MATERIALS PROVIDED ::

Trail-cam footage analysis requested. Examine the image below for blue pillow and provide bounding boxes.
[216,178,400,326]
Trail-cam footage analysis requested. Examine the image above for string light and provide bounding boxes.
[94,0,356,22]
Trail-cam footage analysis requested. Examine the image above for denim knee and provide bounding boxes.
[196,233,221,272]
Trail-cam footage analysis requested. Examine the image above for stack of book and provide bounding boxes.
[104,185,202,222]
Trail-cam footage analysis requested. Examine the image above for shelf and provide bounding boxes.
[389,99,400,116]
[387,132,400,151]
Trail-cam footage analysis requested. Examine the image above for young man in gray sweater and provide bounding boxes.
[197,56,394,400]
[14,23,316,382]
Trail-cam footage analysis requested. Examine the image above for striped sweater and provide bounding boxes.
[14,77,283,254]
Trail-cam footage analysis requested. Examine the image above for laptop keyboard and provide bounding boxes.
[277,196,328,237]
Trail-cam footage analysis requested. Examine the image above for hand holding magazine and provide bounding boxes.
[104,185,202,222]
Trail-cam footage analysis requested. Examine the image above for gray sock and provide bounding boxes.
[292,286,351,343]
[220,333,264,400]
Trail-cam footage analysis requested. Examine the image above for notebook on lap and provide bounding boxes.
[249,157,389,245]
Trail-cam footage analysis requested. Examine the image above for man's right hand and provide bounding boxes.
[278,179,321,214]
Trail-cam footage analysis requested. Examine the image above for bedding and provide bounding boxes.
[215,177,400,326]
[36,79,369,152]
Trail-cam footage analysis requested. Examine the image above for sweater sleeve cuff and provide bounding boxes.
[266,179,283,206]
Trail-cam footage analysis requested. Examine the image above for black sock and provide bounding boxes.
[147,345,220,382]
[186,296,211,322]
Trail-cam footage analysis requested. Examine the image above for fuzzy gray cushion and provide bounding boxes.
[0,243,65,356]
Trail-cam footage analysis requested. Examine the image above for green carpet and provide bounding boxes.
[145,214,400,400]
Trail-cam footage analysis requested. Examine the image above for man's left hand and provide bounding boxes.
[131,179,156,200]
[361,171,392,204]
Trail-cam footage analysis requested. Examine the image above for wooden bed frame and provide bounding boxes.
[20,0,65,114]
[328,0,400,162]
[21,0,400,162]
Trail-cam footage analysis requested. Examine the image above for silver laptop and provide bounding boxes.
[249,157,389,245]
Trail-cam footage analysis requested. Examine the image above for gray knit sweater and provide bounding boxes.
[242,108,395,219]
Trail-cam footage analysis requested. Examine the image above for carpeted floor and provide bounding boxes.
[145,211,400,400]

DIRECTIVE ::
Rewrite all of the rows above, changing every "sweater" to "pullover" and leaving everything else the same.

TASK RESPONSE ::
Trail-cam footage analysis requested. Examine the image below for blue pillow and provide bounding boxes.
[216,178,400,326]
Trail-cam footage analysis requested. Examine the image above for string light and provide bounding boxes.
[94,0,356,22]
Trail-cam footage analysis requested. Examine the image above for denim knee and provide bounding boxes.
[196,233,221,272]
Trail-cam footage analysis requested. Examine the image above for stack of book and provide bounding boxes.
[104,185,202,222]
Trail-cam footage analysis requested. Examine the image above for shelf and provide bounding boxes.
[389,99,400,116]
[387,132,400,151]
Trail-cam footage analysis requested. Examine the image above for young man in gray pullover and provide bounding boxes.
[197,56,394,400]
[14,23,316,382]
Trail-cam footage analysis requested. Examine the image above for striped pullover and provide bounding boxes.
[14,77,283,254]
Trail-cam footage analysis requested. Examine the image above for laptop keyboard and provide bounding boxes.
[277,196,328,237]
Trail-cam footage analysis requested. Examine the image above for hand holding magazine and provide bounding boxes.
[104,185,202,222]
Trail-cam footage analysis requested. Examine the image above for gray sock and provide bounding boxes.
[292,286,351,343]
[220,333,264,400]
Trail-cam footage analysis requested. Examine the image above for notebook on lap and provide bounding boxes.
[249,157,389,245]
Trail-cam footage analysis requested. Examine the image above for man's right hand and provide bounding boxes.
[278,179,321,214]
Trail-cam footage analysis requested. Examine the image above for bedding and provide bounding boxes.
[215,177,400,326]
[36,79,369,152]
Trail-cam footage analysis requested. Examine the image above for pullover sleeve cuff and provide bounding boxes.
[266,179,283,206]
Trail-cam footage analysis requested. Examine the image above for black sock and provide bounding boxes.
[147,345,220,382]
[186,296,211,322]
Trail-cam footage analysis requested. Examine the image above for fuzzy gray cushion and provide bounding boxes.
[0,243,65,356]
Trail-cam footage analysis requested. Examine the image above for green carpet and provide bounding boxes.
[145,214,400,400]
Trail-cam footage analysis requested. Examine the image above for man's left hand and provide bounding boxes.
[131,179,156,200]
[361,171,392,204]
Trail-cam footage analysis requested. Examine the image above for wooden bed frame and provide bounding boxes.
[20,0,65,114]
[328,0,400,162]
[21,0,400,162]
Trail-cam footage analysis requested. Examine the image above for silver laptop and provide bounding boxes.
[249,157,389,245]
Trail-cam footage analysis requested. Examine the image above for gray knit pullover and provide bounding boxes.
[242,108,395,219]
Trail-cam footage analysis requested. Examine the image above for carpeted floor and provide bounding boxes.
[145,211,400,400]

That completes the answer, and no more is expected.